→ **Your goal**: Can you filter the data below and copy every line that contains the string "building"? Matching is case-sensitive.

◇ ◇ ◇ ◇ ◇

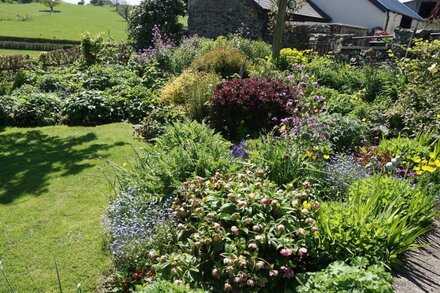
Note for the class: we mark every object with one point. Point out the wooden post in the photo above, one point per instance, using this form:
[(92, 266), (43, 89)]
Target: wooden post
[(279, 29)]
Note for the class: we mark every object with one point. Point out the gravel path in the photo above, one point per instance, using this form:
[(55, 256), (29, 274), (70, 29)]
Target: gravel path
[(422, 271)]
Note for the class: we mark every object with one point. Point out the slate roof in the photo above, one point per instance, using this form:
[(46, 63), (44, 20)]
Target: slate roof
[(309, 9), (396, 6)]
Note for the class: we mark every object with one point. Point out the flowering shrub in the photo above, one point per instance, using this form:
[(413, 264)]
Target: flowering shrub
[(341, 171), (235, 233), (90, 108), (282, 160), (191, 91), (37, 109), (359, 276), (289, 57), (223, 61), (247, 106)]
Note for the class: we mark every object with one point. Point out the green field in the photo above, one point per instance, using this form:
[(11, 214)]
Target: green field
[(34, 54), (52, 197), (68, 24)]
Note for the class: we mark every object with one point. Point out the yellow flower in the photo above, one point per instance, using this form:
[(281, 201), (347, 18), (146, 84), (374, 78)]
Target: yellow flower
[(307, 205), (429, 169)]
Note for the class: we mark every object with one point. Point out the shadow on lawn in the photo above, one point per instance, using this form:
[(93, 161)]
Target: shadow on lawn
[(28, 159)]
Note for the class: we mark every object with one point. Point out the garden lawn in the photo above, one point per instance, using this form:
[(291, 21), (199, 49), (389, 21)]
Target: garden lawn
[(52, 196), (68, 24)]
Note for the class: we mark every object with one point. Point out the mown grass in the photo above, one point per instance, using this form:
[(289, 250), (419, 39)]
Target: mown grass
[(33, 54), (52, 196), (69, 23)]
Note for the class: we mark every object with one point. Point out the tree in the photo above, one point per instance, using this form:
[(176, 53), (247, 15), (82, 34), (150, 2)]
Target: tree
[(50, 3), (151, 13)]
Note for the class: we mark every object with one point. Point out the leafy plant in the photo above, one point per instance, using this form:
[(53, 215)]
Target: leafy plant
[(248, 106), (151, 13), (380, 221), (358, 276), (90, 108), (235, 233), (191, 92), (223, 61)]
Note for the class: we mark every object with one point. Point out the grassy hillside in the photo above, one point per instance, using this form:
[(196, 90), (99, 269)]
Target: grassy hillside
[(52, 196), (33, 20)]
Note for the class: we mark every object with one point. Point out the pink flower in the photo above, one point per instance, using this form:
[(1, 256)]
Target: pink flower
[(250, 283), (287, 271), (285, 252), (265, 201), (302, 251), (253, 246)]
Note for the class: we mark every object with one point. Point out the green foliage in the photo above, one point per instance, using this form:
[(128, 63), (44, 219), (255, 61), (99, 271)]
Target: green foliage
[(151, 13), (359, 276), (380, 221), (184, 150), (91, 47), (166, 287), (191, 92), (224, 61), (37, 109), (289, 57), (90, 108), (235, 232), (282, 160), (253, 49), (345, 132)]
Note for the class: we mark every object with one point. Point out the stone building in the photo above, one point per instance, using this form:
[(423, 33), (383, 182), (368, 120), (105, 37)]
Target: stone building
[(212, 18)]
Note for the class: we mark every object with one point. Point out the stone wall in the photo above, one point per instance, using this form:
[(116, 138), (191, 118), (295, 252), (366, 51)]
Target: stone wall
[(322, 38), (213, 18)]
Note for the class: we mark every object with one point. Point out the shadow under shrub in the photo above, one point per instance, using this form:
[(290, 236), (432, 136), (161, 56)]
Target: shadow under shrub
[(380, 220), (248, 106), (37, 109)]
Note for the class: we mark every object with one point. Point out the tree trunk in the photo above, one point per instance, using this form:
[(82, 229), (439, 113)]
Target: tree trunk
[(279, 29)]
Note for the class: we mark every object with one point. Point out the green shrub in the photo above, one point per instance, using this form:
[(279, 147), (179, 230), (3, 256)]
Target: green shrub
[(90, 108), (150, 14), (224, 61), (183, 151), (345, 133), (184, 54), (37, 109), (380, 221), (235, 233), (191, 92), (50, 83), (282, 161), (342, 103), (90, 48), (289, 57), (133, 102), (359, 276), (167, 287), (243, 107)]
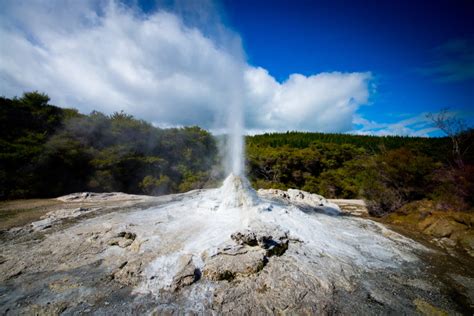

◇ ◇ ◇ ◇ ◇

→ **Answer to the exercise**:
Note for the class: we mark every object with one point. Point out the stone building in the photo above, one point per instance, using this form:
Target: stone building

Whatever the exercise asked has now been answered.